Yes, that was a big goal of mine. I’ve been loving people saying they can read it in one sitting. I started thinking of the people that I wanted to have read it, and a lot of that audience would be people with illness; I wanted them to get through this book. I also didn’t want it to be so Lyme-specific. Lyme has so many overlaps. I’ve had casual diagnoses, fibromyalgia, chronic fatigue, my blood work has turned out positive for a lot of other immune diseases and it goes away. Also, with Lyme, research constantly throws you new loops. I just tried to get to the really human elements here and actually just really stick to what the story is for us. I wanted it to be about feelings. And there’s plenty of books with data and the books conflict with other books of data and there’s plenty of research, but it wasn’t what I wanted to tell. I wanted to tell a story of one woman’s experiences, which may or may not have overlapped with others’.

---

--- ASSIGNED TASK 1 ---
In the interview excerpt about the Lyme book, what did the speaker want the book to be about?
--- ASSIGNED TASK 2 ---
Summarize the interview excerpt about the Lyme book in two sentences.
--- ASSIGNED TASK 3 ---
Carry the interview excerpt about the Lyme book forward from the point where it stops.

--- MATERIAL SUPPLIED ---
---

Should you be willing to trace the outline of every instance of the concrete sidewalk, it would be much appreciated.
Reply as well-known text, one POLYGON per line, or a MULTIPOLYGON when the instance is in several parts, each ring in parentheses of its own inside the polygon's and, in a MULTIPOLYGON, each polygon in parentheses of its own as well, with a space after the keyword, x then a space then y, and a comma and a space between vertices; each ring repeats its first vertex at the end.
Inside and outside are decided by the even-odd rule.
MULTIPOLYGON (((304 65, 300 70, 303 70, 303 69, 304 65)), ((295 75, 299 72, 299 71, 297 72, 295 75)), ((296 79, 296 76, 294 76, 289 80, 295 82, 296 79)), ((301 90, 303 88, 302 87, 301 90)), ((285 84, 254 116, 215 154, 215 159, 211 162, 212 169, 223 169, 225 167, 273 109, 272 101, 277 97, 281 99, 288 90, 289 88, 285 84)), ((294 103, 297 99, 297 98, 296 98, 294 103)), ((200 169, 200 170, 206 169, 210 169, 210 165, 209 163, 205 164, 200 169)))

---

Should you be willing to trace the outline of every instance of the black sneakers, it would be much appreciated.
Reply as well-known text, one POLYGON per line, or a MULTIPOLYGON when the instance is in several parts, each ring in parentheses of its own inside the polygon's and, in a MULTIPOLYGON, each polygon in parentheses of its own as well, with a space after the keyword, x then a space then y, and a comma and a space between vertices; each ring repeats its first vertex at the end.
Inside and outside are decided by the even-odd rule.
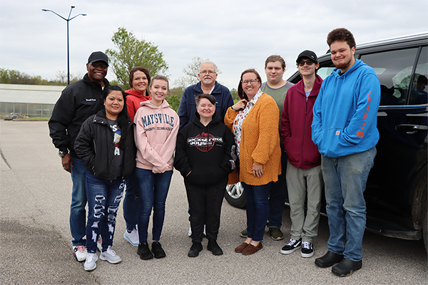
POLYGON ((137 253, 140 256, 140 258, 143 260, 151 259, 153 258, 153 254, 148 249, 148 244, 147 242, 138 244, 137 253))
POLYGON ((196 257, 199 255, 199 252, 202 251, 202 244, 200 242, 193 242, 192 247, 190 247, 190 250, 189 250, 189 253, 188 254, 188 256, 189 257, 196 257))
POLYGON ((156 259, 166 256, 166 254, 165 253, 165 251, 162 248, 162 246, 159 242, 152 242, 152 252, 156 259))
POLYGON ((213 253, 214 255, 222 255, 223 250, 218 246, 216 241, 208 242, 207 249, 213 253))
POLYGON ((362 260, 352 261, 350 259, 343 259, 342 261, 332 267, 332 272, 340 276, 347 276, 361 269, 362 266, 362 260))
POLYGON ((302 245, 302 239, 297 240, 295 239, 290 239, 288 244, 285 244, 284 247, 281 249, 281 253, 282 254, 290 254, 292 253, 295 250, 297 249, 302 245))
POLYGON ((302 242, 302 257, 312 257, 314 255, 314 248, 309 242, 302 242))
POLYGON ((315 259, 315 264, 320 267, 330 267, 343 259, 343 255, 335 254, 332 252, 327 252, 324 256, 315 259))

---

--- YOUR RESPONSE 1 ---
Feelings.

--- YOUR RESPONSE 2 ---
The speaker aimed for a book that readers, especially people with illness, could get through in one sitting, and avoided making it too Lyme-specific because Lyme overlaps with many conditions and its research keeps throwing new loops. Rather than adding to the many conflicting books of data and research, the speaker wanted to tell one woman's human, feelings-centered story.

--- YOUR RESPONSE 3 ---
Porochista Khakpour in 2007.
(Glenn Koenig / Los Angeles Times )

You write that women often receive a misdiagnosis for Lyme, even later than men, because they are judged for having psychological issues instead. What would an early diagnosis have meant for you?

That would have completely saved my life. I certainly wouldn’t be in late-stage Lyme like I’ve been for years, so much systematic damage and all sorts of sensitivities. Something I always say is Lyme is something if you catch it in time, you have pretty good odds. That’s like one of the things that is infuriating about the whole thing. It would have meant everything. It completely would’ve changed my life. It would have saved me so much grief. So much suffering and so much thinking I was crazy. By the time I got the diagnosis, I was even doubting the diagnosis.

The cover art of this book is striking. Did you take this photo of yourself? Why did you decide to use it?

That was a selfie back in 2011 or 2012 when I’d just be in bed for hours at a time either in hospitals or at my doctor’s office, taking photos, like, Who am I? What happened to me? How do I feel right now? How am I managing? That kind of impulse because there is no protocol when it comes to Lyme. You’re just kind of stuck trying to figure it out with your doctors, so that’s where I was there.

You’re in the midst of your book tour, you probably haven’t really had time to relax.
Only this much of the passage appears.